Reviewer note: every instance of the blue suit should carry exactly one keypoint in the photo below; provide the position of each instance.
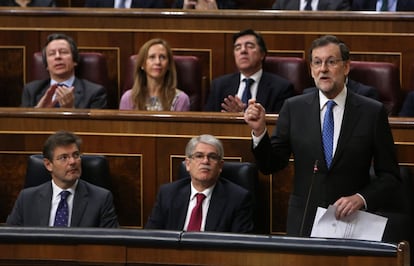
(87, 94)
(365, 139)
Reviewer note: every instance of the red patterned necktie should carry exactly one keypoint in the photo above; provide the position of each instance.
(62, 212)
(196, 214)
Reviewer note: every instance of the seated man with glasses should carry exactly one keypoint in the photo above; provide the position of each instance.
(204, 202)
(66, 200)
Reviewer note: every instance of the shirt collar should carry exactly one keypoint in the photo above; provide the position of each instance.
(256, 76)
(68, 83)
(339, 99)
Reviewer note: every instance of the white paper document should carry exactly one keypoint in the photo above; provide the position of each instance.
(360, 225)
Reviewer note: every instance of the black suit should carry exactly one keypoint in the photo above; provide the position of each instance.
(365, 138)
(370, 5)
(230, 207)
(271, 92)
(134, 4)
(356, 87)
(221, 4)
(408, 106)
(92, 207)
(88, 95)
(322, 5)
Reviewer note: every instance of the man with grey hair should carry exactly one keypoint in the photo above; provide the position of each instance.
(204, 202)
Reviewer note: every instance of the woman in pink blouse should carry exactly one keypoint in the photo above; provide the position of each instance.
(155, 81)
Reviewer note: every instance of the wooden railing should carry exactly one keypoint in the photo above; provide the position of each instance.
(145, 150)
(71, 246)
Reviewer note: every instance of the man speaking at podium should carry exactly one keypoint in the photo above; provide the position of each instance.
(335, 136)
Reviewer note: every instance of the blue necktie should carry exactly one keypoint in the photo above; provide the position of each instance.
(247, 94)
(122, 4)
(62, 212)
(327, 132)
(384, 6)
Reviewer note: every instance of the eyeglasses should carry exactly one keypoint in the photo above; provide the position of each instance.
+++
▸ **Work request**: Starting at the line that holds "Reviewer note: every instance of the man speaking", retype each line exactly through the end of the entries, both ends included.

▸ **Problem solution**:
Reviewer note: every instance of the man speaking at podium should carry exactly one keypoint in the photo above; provide the position of each instance.
(335, 136)
Reviewer note: every instance of the blue necktie should carry exactly one keypoint in the photo above; provide the position of each instance.
(247, 94)
(122, 4)
(62, 212)
(327, 132)
(384, 6)
Reviewer note: every instance of the eyeglasses should carry exactly one keypoint in the photo above; provide the position of each instance.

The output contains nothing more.